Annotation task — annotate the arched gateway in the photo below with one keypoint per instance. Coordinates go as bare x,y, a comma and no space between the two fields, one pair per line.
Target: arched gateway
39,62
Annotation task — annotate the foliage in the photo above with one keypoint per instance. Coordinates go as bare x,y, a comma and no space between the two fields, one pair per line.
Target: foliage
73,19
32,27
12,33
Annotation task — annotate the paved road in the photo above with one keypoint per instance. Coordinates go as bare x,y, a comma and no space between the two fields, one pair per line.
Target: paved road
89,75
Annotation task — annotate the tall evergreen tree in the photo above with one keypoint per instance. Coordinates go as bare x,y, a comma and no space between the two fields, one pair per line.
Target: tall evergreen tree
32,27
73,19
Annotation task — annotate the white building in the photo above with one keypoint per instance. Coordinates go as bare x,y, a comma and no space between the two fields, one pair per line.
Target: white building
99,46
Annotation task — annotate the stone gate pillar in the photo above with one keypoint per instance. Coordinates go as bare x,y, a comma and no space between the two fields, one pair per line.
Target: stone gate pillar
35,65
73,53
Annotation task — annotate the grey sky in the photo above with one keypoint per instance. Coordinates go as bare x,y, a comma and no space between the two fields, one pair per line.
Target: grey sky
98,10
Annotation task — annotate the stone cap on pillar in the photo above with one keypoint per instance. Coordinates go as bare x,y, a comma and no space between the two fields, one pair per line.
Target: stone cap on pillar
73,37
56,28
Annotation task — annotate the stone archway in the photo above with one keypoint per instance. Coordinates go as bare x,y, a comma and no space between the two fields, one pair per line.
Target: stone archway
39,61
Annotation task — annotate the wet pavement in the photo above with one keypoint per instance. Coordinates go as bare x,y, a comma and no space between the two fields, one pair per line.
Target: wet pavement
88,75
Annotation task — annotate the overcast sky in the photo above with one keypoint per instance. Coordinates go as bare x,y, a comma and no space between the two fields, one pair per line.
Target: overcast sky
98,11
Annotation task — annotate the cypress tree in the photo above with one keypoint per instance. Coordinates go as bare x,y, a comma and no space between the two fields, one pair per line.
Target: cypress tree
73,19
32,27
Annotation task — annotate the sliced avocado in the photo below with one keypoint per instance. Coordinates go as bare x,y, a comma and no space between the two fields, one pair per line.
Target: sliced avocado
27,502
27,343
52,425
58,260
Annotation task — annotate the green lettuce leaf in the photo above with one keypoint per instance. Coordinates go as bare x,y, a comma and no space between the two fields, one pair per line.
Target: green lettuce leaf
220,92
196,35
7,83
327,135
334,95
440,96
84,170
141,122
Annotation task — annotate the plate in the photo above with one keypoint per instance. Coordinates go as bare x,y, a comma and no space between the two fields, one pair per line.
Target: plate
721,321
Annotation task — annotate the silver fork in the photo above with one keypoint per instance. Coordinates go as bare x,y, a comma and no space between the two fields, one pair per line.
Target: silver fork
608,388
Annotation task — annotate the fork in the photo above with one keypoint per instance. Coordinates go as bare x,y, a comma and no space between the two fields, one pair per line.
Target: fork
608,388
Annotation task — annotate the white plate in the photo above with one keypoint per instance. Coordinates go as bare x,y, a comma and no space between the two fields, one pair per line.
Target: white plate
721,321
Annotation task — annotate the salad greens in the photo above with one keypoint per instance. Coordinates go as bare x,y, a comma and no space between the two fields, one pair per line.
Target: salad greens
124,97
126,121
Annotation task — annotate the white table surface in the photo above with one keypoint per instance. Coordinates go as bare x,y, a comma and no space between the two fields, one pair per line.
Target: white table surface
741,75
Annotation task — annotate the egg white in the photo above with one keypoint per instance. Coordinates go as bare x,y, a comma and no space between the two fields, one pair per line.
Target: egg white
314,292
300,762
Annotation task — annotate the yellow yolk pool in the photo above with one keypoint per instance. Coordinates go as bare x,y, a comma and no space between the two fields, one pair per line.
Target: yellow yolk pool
------------
Extract all of the data above without altering anything.

• Result of the task:
Annotation task — annotate the arched gateway in the photo below with one keypoint per instance. Coordinates go as bare x,y, a comma and no space between the two fields, one pair per line.
Target: arched gateway
39,62
Annotation task — annotate the foliage in the photo above with one keypoint per instance. Coordinates go as bare x,y, a comma and no space between the two fields, one pair per line.
Target: foliage
73,19
32,27
12,33
Annotation task — annotate the paved road in the photo above with one keypoint per instance. Coordinates go as bare x,y, a comma and no space between the two fields, one pair per line.
Target: paved road
89,75
Annotation task — annotate the tall evergreen tree in the photo above with one keypoint per instance. Coordinates go as bare x,y, a comma and no space between the two fields, one pair per line.
Target: tall evergreen tree
32,27
73,19
Annotation task — annotate the white building in the photo above with one keypoint per instance. Coordinates go as bare x,y, a comma and no space between the two fields, one pair per line.
Target: white building
99,46
Annotation task — annotate the stone gate pillar in the photo above with one keypoint per instance. Coordinates go as bare x,y, a comma and no space between the two fields, one pair per line.
Target: stone gate pillar
35,65
73,53
Annotation task — annotate the grey sky in the photo above with one keypoint per instance. Coordinates go as bare x,y, a comma and no space between the two fields, one pair per line.
Target: grey sky
98,10
Annotation task — annotate the stone cap on pillar in the photo above with one keypoint per instance. Coordinates go as bare x,y, a comma and no space between the two fields, one pair per line.
Target: stone cap on pillar
73,37
56,28
Annotation task — annotate the stone archway in the photo above with one keypoint per instance. Coordinates go as bare x,y, a comma and no space between the two fields, one pair per line.
Target: stone archway
39,61
Annotation task — annotate the wet pavement in the photo above with one keypoint per instance. Coordinates go as bare x,y, a comma and no space between the two fields, one pair per line.
Target: wet pavement
88,75
Annotation task — annotate the overcast sky in the photo above with one keypoint per instance. Coordinates go as bare x,y, a comma and no space between the two fields, one pair per line.
Target: overcast sky
98,11
Annotation task — annotate the cypress tree in the photo above with one keypoint per instance. Coordinates go as bare x,y, a comma and no space between the two fields, one pair per line.
Target: cypress tree
73,19
32,27
Annotation task — annotate the sliced avocado in the photo below with one keypoint per instance. Coordinates go as bare x,y, a comma and no space between the two fields, one pair per line.
Target: sliced avocado
27,502
27,343
52,425
58,260
Annotation task — annotate the green lettuce leaf in the photo above with one keypoint per instance. Coordinates go as bare x,y, a comma and no space between the two fields, one pair per line.
Target: green lettuce leaf
220,92
196,35
7,83
327,135
334,95
440,96
84,170
141,122
Annotation task — annotate the plate in the photo above with one keypoint per instance. Coordinates go as bare x,y, a comma and no space between the two fields, one pair per line.
Target: plate
721,321
Annotation task — annotate the silver fork in the photo above with one keypoint per instance. Coordinates go as bare x,y, a comma and no space between the two fields, one pair per line.
Target: silver fork
608,388
Annotation task — annotate the fork in the photo above with one keypoint per instance. Coordinates go as bare x,y, a comma and no space between the two fields, one pair per line.
Target: fork
608,388
Annotation task — annotate the white plate in the photo above with one keypoint per instance. Coordinates go as bare x,y, a comma and no space between the two fields, one pair per line.
Target: white plate
721,321
Annotation task — annotate the salad greens in the photo above with one keypoint per instance. Coordinates go as bare x,y, a comma and no space between the two fields, one pair per line.
Target: salad greens
124,97
126,121
Annotation task — annotate the white table surface in the photo above with one keypoint per instance. Coordinates go as bare x,y, a comma and no space between the two fields, one pair per line.
Target: white table surface
741,75
Annotation task — annotate the egg white in the photo above with one keypoint per instance. Coordinates go as bare x,y, a comma and no space between the two fields, one pair per line.
Target: egg white
314,292
300,762
Annotation task — annotate the yellow yolk pool in the photo above with one keypoint per instance. Coordinates go as bare x,y, a comma and no space between the two fields, one pair per line.
Target: yellow yolk pool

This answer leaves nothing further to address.